- _DIRECTIONS FOR THIS TASK_
Print, please, the line that contains "Where can you see the tablet screen" and each line after it to the end of the entries, unchanged and with nothing else.

####

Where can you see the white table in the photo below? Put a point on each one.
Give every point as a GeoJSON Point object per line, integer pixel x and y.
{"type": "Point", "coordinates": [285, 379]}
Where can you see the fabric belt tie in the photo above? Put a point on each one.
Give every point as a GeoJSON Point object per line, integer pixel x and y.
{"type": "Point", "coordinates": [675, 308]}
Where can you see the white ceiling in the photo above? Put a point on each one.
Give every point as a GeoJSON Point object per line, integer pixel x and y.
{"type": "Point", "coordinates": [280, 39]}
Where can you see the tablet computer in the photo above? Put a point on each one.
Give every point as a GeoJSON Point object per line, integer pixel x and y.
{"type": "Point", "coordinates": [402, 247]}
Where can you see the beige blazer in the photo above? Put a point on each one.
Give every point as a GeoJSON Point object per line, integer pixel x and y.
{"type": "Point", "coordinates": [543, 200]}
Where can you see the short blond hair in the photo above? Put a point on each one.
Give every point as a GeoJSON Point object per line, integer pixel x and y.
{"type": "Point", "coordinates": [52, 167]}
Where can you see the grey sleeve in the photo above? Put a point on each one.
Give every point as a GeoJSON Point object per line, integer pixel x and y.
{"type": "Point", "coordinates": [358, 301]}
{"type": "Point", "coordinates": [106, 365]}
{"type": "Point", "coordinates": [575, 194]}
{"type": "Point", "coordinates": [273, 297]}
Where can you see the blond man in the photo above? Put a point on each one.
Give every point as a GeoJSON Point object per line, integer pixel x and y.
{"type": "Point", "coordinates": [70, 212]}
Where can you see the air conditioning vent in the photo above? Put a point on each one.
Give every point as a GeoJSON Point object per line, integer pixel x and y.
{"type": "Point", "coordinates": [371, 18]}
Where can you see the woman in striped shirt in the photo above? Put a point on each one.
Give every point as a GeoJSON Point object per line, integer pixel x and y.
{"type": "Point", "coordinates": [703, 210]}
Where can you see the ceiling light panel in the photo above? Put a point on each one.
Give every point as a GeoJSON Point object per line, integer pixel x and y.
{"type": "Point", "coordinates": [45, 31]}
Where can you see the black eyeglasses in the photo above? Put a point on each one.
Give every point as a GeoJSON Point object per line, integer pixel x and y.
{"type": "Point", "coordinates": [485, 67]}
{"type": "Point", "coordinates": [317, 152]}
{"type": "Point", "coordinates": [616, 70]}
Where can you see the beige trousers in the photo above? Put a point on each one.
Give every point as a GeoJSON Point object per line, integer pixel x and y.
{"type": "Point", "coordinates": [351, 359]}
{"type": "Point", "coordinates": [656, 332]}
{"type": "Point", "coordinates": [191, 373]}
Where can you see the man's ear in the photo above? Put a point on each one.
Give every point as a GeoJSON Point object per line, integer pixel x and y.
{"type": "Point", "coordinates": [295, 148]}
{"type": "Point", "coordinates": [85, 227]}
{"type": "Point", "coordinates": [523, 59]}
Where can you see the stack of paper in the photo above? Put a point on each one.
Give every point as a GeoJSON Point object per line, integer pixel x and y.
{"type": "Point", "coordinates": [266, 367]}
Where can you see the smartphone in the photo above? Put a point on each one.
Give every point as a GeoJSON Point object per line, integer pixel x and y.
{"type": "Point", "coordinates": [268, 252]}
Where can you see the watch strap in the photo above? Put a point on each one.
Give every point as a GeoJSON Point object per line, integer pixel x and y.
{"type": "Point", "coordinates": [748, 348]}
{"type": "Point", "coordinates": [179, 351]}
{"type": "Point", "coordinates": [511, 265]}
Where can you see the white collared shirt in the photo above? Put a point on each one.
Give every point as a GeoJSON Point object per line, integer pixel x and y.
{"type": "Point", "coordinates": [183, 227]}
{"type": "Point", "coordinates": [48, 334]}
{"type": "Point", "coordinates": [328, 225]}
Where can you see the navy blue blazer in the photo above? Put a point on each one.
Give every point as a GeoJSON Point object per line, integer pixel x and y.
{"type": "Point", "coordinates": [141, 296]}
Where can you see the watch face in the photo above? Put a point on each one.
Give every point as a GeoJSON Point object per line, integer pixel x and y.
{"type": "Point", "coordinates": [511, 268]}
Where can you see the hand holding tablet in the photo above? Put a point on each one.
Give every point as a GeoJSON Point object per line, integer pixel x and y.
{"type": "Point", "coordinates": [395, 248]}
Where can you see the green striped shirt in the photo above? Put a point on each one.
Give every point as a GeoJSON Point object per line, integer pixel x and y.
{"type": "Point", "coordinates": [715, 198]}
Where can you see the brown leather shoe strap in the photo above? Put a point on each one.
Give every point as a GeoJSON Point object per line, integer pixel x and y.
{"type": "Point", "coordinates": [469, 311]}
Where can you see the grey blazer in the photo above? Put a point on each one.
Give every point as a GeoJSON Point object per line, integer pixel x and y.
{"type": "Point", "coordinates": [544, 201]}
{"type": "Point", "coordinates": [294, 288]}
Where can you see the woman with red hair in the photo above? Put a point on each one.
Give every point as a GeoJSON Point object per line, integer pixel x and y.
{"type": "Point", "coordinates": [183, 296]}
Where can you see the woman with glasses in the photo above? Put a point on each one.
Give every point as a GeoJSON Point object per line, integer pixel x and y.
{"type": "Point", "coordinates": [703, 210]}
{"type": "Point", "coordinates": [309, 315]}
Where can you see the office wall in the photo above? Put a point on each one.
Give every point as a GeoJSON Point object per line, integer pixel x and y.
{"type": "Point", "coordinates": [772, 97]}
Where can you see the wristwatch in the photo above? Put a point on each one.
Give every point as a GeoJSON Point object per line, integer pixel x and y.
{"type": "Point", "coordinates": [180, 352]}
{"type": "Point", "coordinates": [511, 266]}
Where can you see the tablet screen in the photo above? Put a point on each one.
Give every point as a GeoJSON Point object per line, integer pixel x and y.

####

- _RESPONSE TO THIS EXERCISE_
Where can you see the tablet screen in the photo above? Put a point on each one.
Give every point as a GeoJSON Point object per line, integer pixel x and y.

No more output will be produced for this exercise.